Text excerpt:
□ □ □
# TPMS sensors from VW work on Cruze?



## KyleB (Mar 12, 2017)

Its coming up on time to switch for winter tires. I have a set of good condition snow tires of correct size, but they were last on my previous car, a VW Jetta. The bolt pattern is different so I know I need new wheels. My question is will the TPMS sensors transfer, or will I have to buy new of those as well? Are they manufacturer specific? Or forigne vs domestic specific? What's the deal?

And as an aside, what's the market for used wheels? I don't care if I get $20 for the set, but there's no good reason they should go to scrap. Other than Craig's list, how do I find a place that would buy them?


----------



## Robby (Mar 1, 2013)

You would need to determine the frequency the VW sensors operate at. GM is 315 megahertz.

If 315's, I'd think they could be programmed.

Rob


----------



## MRO1791 (Sep 2, 2016)

KyleB said:


> Its coming up on time to switch for winter tires. I have a set of good condition snow tires of correct size, but they were last on my previous car, a VW Jetta. The bolt pattern is different so I know I need new wheels. My question is will the TPMS sensors transfer, or will I have to buy new of those as well? Are they manufacturer specific? Or forigne vs domestic specific? What's the deal?
> 
> And as an aside, what's the market for used wheels? I don't care if I get $20 for the set, but there's no good reason they should go to scrap. Other than Craig's list, how do I find a place that would buy them?


My 2012 VW Jetta did NOT have TPMS sensors.. VW uses wheel RPM to sense a low pressure tire from wheel speed sensors originally for ABS, then a method for TPMS.. and of course emmisions cheating.. a truly multi purpose sensor. You will need new sensors with the new wheels.. and a tool to program them.. or just have a tire place program them.
□ □ □
Extracted data:
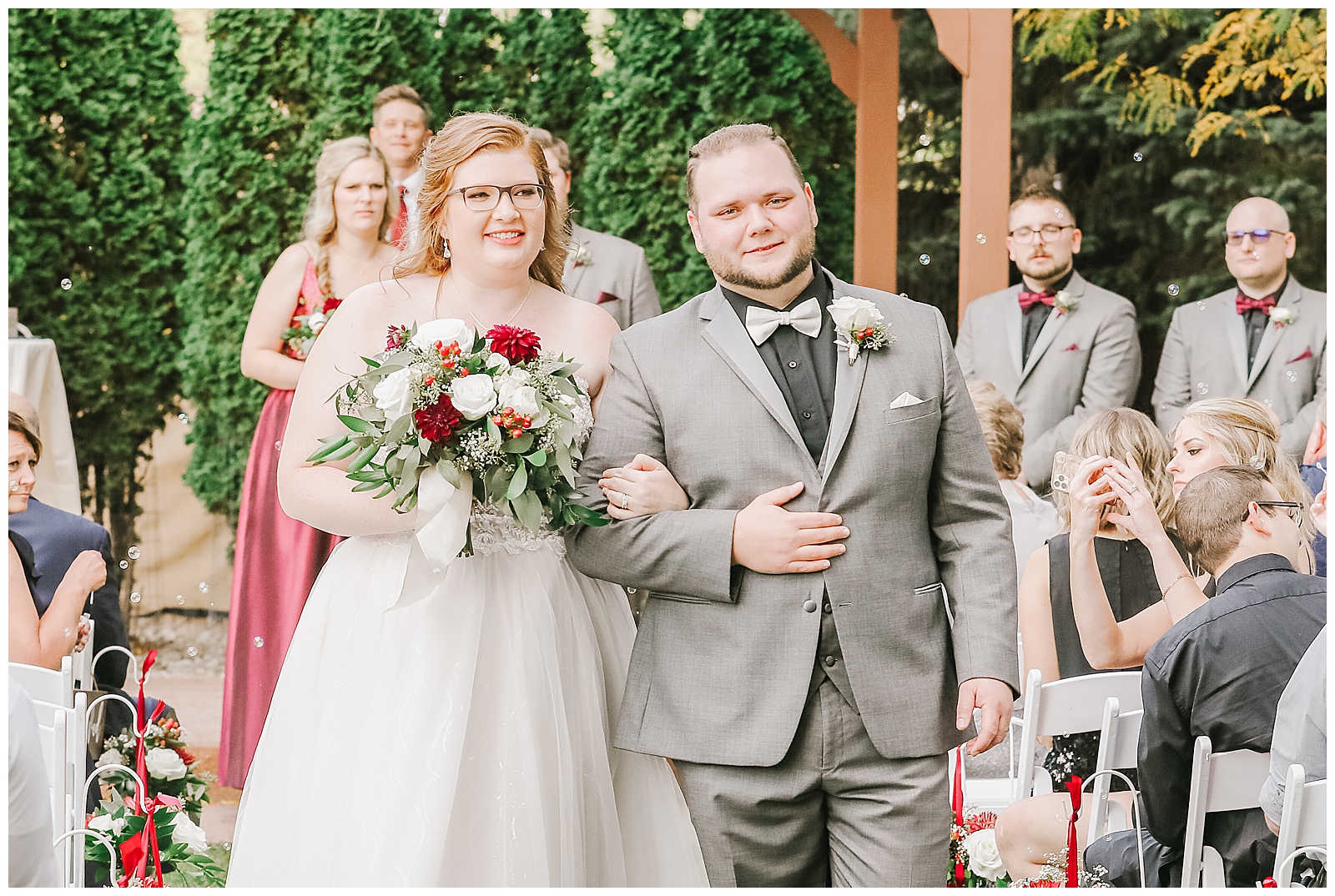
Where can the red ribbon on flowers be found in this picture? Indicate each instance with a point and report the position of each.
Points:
(1072, 856)
(137, 851)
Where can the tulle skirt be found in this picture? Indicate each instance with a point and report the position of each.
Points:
(458, 737)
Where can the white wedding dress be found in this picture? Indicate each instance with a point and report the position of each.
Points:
(456, 728)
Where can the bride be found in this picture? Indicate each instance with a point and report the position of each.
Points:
(454, 728)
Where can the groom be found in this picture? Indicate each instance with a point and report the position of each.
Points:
(798, 658)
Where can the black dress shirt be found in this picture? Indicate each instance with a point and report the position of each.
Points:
(1038, 315)
(803, 366)
(1219, 672)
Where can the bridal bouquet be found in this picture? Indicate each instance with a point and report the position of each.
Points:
(445, 415)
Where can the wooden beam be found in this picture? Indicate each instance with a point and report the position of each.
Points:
(840, 53)
(978, 43)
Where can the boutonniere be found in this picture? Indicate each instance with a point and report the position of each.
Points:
(1065, 302)
(859, 325)
(1282, 317)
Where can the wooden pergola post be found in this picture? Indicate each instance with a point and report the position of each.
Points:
(978, 43)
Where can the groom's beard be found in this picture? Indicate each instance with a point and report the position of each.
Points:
(731, 271)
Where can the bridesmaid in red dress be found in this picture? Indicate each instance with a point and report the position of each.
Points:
(277, 557)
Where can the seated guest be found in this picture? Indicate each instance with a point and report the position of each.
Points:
(1032, 518)
(1125, 571)
(58, 538)
(47, 638)
(1299, 731)
(1214, 433)
(1219, 672)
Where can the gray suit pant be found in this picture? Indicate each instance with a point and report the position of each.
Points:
(834, 812)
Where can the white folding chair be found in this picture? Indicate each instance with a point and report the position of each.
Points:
(1302, 828)
(1118, 742)
(1219, 783)
(1065, 707)
(82, 662)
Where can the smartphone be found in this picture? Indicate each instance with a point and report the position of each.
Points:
(1063, 469)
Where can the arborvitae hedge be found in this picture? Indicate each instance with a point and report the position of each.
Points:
(97, 115)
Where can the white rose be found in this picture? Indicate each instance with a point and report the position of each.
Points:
(186, 832)
(985, 858)
(164, 763)
(111, 758)
(106, 824)
(473, 395)
(852, 314)
(524, 400)
(445, 331)
(394, 394)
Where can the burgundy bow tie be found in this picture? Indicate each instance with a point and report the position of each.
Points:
(1030, 300)
(1247, 304)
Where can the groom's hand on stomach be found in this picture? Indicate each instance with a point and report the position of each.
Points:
(768, 538)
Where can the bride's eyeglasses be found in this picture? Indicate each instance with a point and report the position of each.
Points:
(485, 197)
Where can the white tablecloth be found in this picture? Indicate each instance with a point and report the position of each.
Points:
(35, 374)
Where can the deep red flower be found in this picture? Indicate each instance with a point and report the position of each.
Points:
(438, 422)
(514, 344)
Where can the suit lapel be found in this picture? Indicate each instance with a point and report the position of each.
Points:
(1237, 333)
(1270, 337)
(727, 335)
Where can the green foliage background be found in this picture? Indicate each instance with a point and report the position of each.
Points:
(146, 209)
(97, 117)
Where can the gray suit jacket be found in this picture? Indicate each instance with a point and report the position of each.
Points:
(1085, 360)
(617, 277)
(1206, 357)
(724, 656)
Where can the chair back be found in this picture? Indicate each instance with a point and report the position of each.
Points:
(1118, 742)
(1302, 825)
(1219, 783)
(1067, 707)
(44, 684)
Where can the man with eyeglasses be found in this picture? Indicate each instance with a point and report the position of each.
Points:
(1055, 345)
(1219, 672)
(601, 267)
(1262, 340)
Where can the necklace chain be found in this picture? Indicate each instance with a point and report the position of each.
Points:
(481, 329)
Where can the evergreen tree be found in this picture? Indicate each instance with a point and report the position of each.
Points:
(634, 180)
(95, 255)
(761, 66)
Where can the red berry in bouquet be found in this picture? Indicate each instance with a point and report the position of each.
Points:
(437, 422)
(514, 344)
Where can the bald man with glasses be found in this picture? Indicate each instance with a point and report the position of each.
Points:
(1263, 338)
(1055, 345)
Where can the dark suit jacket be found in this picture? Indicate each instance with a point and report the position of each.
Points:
(57, 538)
(1221, 673)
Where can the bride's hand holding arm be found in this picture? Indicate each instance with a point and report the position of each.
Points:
(322, 496)
(641, 488)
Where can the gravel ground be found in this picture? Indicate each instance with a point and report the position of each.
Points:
(187, 642)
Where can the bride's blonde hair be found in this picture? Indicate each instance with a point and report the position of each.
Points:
(462, 138)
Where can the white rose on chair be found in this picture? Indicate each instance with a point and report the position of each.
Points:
(474, 397)
(394, 394)
(524, 400)
(445, 331)
(985, 858)
(164, 763)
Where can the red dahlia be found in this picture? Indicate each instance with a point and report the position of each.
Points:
(514, 344)
(438, 422)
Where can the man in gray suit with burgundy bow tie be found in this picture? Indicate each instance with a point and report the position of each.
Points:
(1055, 345)
(1262, 340)
(839, 595)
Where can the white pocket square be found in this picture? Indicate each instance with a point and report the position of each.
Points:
(905, 400)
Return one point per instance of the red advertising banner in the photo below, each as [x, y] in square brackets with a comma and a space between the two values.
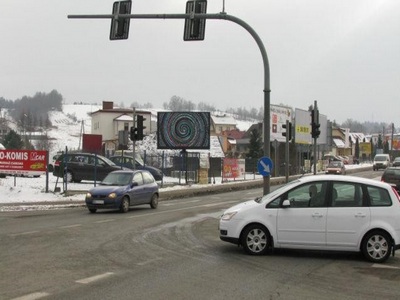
[23, 161]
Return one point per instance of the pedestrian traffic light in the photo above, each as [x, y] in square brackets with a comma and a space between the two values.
[133, 134]
[288, 131]
[120, 26]
[140, 127]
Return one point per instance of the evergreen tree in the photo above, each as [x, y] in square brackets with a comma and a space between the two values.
[13, 140]
[255, 144]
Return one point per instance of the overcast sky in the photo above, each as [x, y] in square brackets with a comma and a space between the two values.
[344, 54]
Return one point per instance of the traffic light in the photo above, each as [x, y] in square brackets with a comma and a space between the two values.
[288, 131]
[120, 26]
[195, 28]
[140, 127]
[133, 134]
[315, 131]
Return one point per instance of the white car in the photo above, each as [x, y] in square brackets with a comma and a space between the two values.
[321, 212]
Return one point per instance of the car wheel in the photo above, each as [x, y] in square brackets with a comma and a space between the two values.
[255, 239]
[376, 246]
[68, 177]
[124, 205]
[154, 201]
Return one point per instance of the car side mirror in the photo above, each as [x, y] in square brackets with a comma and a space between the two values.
[134, 184]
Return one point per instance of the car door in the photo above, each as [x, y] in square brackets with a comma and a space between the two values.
[348, 216]
[303, 224]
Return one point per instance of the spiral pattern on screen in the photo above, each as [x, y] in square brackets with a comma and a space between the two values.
[184, 130]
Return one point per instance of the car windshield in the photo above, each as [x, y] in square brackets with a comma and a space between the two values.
[111, 163]
[117, 179]
[380, 158]
[278, 191]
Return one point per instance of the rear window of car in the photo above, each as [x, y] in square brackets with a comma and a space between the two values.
[147, 177]
[378, 196]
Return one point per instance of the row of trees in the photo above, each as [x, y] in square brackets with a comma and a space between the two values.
[31, 113]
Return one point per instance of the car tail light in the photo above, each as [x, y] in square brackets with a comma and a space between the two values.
[396, 193]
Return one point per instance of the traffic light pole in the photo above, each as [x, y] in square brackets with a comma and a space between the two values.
[134, 142]
[220, 16]
[287, 150]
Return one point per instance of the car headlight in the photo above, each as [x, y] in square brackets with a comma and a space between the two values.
[228, 216]
[112, 195]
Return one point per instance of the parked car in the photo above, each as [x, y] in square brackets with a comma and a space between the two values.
[381, 161]
[396, 162]
[391, 175]
[345, 213]
[122, 189]
[127, 162]
[336, 167]
[75, 167]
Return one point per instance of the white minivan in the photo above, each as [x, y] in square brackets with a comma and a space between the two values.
[381, 161]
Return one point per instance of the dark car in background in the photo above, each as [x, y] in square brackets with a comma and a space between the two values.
[127, 162]
[123, 189]
[336, 167]
[75, 167]
[391, 175]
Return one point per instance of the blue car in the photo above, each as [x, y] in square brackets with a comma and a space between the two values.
[123, 189]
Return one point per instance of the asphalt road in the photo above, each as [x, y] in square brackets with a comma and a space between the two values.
[173, 252]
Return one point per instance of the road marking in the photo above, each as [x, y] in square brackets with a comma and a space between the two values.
[70, 226]
[94, 278]
[148, 261]
[380, 266]
[32, 296]
[105, 221]
[23, 233]
[181, 209]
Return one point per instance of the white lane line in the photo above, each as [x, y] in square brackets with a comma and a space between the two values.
[105, 221]
[23, 233]
[32, 296]
[70, 226]
[94, 278]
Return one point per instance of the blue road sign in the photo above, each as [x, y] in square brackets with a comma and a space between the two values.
[265, 166]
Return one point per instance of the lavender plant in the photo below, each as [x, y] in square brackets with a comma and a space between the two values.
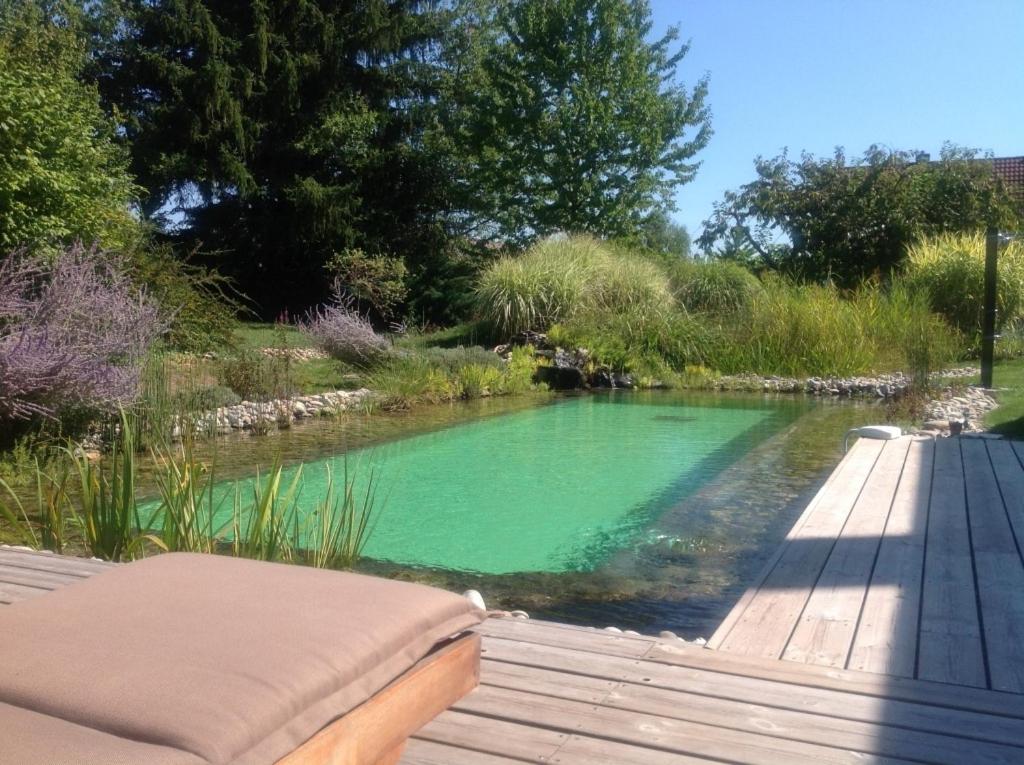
[73, 333]
[343, 333]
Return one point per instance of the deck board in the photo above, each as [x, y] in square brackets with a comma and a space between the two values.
[925, 577]
[766, 623]
[886, 640]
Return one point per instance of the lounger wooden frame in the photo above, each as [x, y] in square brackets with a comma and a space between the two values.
[376, 731]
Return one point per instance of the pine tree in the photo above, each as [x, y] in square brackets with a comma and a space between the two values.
[576, 122]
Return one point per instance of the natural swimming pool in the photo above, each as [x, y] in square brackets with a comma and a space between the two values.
[644, 510]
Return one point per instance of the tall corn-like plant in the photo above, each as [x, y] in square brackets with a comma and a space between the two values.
[185, 516]
[109, 514]
[340, 525]
[265, 529]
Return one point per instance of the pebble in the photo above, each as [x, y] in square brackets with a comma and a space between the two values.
[882, 386]
[281, 411]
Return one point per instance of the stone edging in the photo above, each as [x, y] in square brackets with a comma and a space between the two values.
[280, 411]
□ □ □
Tasks to perform:
[a] Using the forum thread about TPMS sensors on a Cruze, answer these:
(i) What car were KyleB's snow tires last mounted on?
(ii) At what frequency does Robby say GM sensors operate?
(iii) According to MRO1791, what does VW use to detect a low-pressure tire?
[b] Resume the forum thread about TPMS sensors on a Cruze with a new reply after the last post.

Answers:
[a]
(i) A VW Jetta.
(ii) 315 megahertz.
(iii) Wheel RPM from wheel speed sensors originally meant for ABS.

[b]
Sent from my Moto G (4) using Tapatalk


----------



## MRO1791 (Sep 2, 2016)

KyleB said:


> Its coming up on time to switch for winter tires. I have a set of good condition snow tires of correct size, but they were last on my previous car, a VW Jetta. The bolt pattern is different so I know I need new wheels. My question is will the TPMS sensors transfer, or will I have to buy new of those as well? Are they manufacturer specific? Or forigne vs domestic specific? What's the deal?
> 
> And as an aside, what's the market for used wheels? I don't care if I get $20 for the set, but there's no good reason they should go to scrap. Other than Craig's list, how do I find a place that would buy them?


For the wheels.. try a post in the VW TDI club, or myturbodiesel forum to sell.. without any real effort I found a buyer for my VW specific tools on those forums.

Sent from my Moto G (4) using Tapatalk


----------



## KyleB (Mar 12, 2017)

Here's the outcome. Went to a local Firestone. I was told the VW TPMS sensors would not work. Not told why not, just that they wouldn't. They said I needed four new sensors at $80 ea. They installed "universal" 315 MHz sensors. The next day the TPMS light comes on and I get no pressures displayed on the DIC. I go back and after consulting a dealership they learn that this car takes 433MHz sensors. They had to special order from the dealer. Got them swapped out today and everything seems to be good now.
If my VW sensors were 433MHz and that's why they told me they wouldn't work, I'm about $320 worth of pissed off.


----------



## neile300c (Jul 8, 2014)

A lot of VW's are indirect sensors, there is actually no sensor in the wheel. You can get universal sensors from Walmart for $30 each installed, but I don't think they work with a VW, they do work for the Cruze (at least Gen 1 they did)


----------



## HondaTech2016 (Apr 20, 2017)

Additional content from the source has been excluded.